* Source extract *
——————————
Jeff and I had a quick Slack convo, so I’ll add a followup summary here in case 
anyone else is interested.

Cache Group location (lat/long) is configured in Traffic Ops today (and is used 
for computing distance from Maxmind Geolocation). 

You can also configure the location (lat/long) for a Cache Group in the 
CoverageZone file (example below). 

When this location is configured (and Jeff’s suggested logic fix from below is 
applied) and all caches in the mapped cache group are unavailable, TR will send 
a client request to the cache group that is closest to the original mapped 
group. 

Example CZF w/ cache location
-----
"coverageZones": {
    “edge-cg-1": {
      "network6": [
        ...
      ],
      "network": [
        ...
      ],
      "coordinates": {
        "longitude": “-75.3342",
        "latitude": “42.555"
      }
    },


—Eric


> On Jan 5, 2017, at 12:06 PM, Jeff Elsloo <[email protected]> wrote:
> 
> If we applied the proposed change, given your scenario we should fall
> through to the return statement that calls getClosestCacheLocation().
> That method will order all cache groups based on their lat/long and
> the lat/long of the cache group we hit on in the CZF. Once the list is
> ordered, we iterate through the list until we find a cache group that
> has available caches for that DS.
> 
> BTW, the stuff on line 536 is likely to produce the exact same result
> as the check that precedes it. networkNode.getLoc() will return the
> string name of the cache group, so when we find the CacheLocation, it
> will be the same as what we had just checked. We could probably get
> away with removing that part of the method as it's redundant.
> --
> Thanks,
> Jeff
> 
> 
> On Wed, Jan 4, 2017 at 11:54 AM, Eric Friedrich (efriedri)
> <[email protected]> wrote:
>> Where would TR look outside the assigned cache group to find the next 
>> closest cache group?
>> 
>>> On Jan 4, 2017, at 11:25 AM, Eric Friedrich (efriedri) <[email protected]> 
>>> wrote:
>>> 
>>> 
>>> On Jan 3, 2017, at 5:20 PM, Jeff Elsloo 
>>> <[email protected]<mailto:[email protected]>> wrote:
>>> 
>>> Hey Eric,
>>> 
>>> It sounds like the use case you're after is an RFC 1918 client
>>> associated with a cache group whose caches are all unavailable for one
>>> reason or another. Is that correct?
>>> Yes, exactly.
>>> 
>>> 
>>> I looked at the code a bit, and I think that we can make a minor
>>> change to achieve the behavior you're looking for as long as you're
>>> able to put your RFC 1918 ranges in the CZF.
——————————
Annotation dataset entries:

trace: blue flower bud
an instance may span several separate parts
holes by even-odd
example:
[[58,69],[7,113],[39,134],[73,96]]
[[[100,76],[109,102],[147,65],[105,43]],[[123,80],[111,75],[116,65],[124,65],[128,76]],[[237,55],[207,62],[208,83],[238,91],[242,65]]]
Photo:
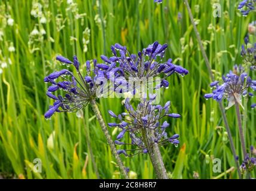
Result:
[[178,113],[170,113],[168,114],[167,116],[173,118],[179,118],[181,116]]
[[124,137],[126,132],[126,130],[123,130],[122,131],[121,131],[121,133],[119,133],[119,134],[117,135],[117,139],[119,140],[120,138],[122,138]]
[[109,115],[113,118],[117,118],[117,116],[111,110],[108,110],[108,113],[109,113]]

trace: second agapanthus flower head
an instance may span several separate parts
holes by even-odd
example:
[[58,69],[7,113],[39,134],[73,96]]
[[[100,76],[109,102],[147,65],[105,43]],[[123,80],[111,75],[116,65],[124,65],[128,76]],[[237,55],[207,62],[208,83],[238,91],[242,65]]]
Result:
——————————
* What to produce *
Answer these questions about the thread on cache group locations:
1. Where is the Cache Group location configured today, and what is it used for?
2. By what does getClosestCacheLocation() order all cache groups?
3. What does networkNode.getLoc() return?
Answer from the thread on cache group locations alone, without drawing on the material.

* Written answer *
1. It is configured in Traffic Ops and is used to compute distance from Maxmind Geolocation.
2. It orders them by their lat/long and the lat/long of the cache group hit on in the CZF.
3. It returns the string name of the cache group.